▶ EXERCISE 1
List every person the Kenya poll excerpt names, giving each full name as it appears.
▶ EXERCISE 2
Continue the Kenya poll excerpt from the point at which it stops.

▶ EXCERPT

= = =

Months of political and prayer rallies across the east African country by the violence suspects -- and an international charm offensive driven by President Mwai Kibaki that won African Union and Chinese backing -- have failed to convince at home.
The results of a March survey by pollster Synovate showed 24 percent of Kenyans were now in favour of a special local tribunal to hear the cases, down from 34 percent in December.
Sixty-one percent want the cases heard by the International Criminal Court (ICC) in The Hague, up slightly from 60 percent in December, according to the survey.
"That tells me that within the last three months, notwithstanding all of the activity, there has been basically, statistically, no change whatsoever in Kenyan's position on this," said Tom Wolf, research consultant at Synovate.
Synovate said it surveyed 2,000 adults nationwide last week.
The prospect of post-election violence trials has struck fear into Kenya's political elite and intensified infighting within the fractured coalition cabinet.
Kibaki and his allies, who include key suspects, want local trials, while Prime Minister Raila Odinga backs the ICC.
ICC APPEARANCES
The survey was released on the day the six suspects were due to travel to The Hague ahead of initial appearances on Thursday and Friday to hear formally the accusations against them.

= = =

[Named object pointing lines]
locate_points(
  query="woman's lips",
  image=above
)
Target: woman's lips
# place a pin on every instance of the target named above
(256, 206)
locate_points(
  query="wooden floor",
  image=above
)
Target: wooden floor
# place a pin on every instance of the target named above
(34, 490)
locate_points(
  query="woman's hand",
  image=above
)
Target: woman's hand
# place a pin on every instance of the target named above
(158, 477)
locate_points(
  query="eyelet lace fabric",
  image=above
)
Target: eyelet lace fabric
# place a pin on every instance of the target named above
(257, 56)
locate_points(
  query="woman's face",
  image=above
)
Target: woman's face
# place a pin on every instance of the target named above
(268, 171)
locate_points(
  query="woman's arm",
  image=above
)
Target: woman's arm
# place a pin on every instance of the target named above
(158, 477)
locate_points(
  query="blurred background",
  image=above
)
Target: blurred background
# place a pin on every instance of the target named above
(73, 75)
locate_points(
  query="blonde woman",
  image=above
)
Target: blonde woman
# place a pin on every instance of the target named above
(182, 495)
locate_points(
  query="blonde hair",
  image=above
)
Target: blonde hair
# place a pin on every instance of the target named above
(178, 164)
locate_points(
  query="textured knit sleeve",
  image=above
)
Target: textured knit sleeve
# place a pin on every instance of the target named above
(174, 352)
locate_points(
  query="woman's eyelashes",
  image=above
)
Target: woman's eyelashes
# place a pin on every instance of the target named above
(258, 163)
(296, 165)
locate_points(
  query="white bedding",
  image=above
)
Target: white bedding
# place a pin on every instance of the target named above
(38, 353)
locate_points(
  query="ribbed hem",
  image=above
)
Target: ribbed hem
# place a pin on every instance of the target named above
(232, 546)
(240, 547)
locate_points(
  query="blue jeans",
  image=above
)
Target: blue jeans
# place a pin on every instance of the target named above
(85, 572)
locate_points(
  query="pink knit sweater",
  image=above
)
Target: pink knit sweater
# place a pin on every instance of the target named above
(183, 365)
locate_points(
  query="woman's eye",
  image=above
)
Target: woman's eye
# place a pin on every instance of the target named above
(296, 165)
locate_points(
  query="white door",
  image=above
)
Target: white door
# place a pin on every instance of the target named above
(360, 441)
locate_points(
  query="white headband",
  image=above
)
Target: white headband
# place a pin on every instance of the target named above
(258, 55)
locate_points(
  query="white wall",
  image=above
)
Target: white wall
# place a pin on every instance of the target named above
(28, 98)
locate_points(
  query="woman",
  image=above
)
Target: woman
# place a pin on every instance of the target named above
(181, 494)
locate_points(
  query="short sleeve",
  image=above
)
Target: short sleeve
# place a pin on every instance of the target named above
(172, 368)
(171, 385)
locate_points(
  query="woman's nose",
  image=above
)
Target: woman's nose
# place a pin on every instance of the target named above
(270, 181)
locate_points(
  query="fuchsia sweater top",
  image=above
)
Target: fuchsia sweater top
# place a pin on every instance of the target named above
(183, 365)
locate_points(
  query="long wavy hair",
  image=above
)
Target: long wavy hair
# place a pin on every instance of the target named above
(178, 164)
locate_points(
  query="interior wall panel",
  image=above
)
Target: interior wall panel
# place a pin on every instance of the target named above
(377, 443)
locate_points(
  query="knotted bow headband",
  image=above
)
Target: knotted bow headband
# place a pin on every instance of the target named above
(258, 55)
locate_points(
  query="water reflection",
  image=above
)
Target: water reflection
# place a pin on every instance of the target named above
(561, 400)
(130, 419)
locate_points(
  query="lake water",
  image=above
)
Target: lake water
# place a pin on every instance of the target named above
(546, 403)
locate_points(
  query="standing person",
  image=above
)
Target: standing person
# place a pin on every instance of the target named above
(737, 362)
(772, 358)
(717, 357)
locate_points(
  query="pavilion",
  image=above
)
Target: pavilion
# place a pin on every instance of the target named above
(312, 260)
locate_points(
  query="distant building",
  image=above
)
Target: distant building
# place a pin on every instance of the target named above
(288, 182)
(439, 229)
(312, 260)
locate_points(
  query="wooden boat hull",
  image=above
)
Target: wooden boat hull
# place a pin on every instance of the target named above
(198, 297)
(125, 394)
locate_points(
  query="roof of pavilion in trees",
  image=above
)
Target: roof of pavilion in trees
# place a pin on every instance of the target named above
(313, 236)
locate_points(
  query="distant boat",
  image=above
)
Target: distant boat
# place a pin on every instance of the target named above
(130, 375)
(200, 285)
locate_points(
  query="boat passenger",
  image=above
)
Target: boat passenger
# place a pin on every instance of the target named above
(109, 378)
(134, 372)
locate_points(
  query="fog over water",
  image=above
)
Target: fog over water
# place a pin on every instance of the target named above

= = =

▶ WRITTEN REPLY 1
Mwai Kibaki, Tom Wolf, Raila Odinga

▶ WRITTEN REPLY 2
Key among the suspects are Finance Minister and Deputy Prime Minister Uhuru Kenyatta, son of Kenya's founding father Jomo Kenyatta, and William Ruto, the higher education minister who has been suspended to fight a corruption case.
The Synovate survey showed that Ruto was the most widely recognised among the six suspects, followed by Kenyatta.
Kenyatta and Ruto -- whose ethnic communities fought each other in the worst of the violence -- have criss-crossed Kenya to defend their innocence. They have also now joined forces in a nascent political alliance against Odinga.
"A rally is an opportunity to express your views, not to judge the support of the people," said Synovate's Wolf.
More than 1,200 people were killed and about 350,000 displaced by the violence which badly hurt east Africa's largest economy and its reputation for stability in a turbulent region.
The deadly fighting broke out after Kibaki's main challenger Odinga accused the incumbent of robbing him of victory in the late Dec. 2007 election.
A power-sharing deal brokered by former U.N. Secretary General Kofi Annan and signed by Kibaki and Odinga stopped the bloodshed and created Kenya's first coalition government.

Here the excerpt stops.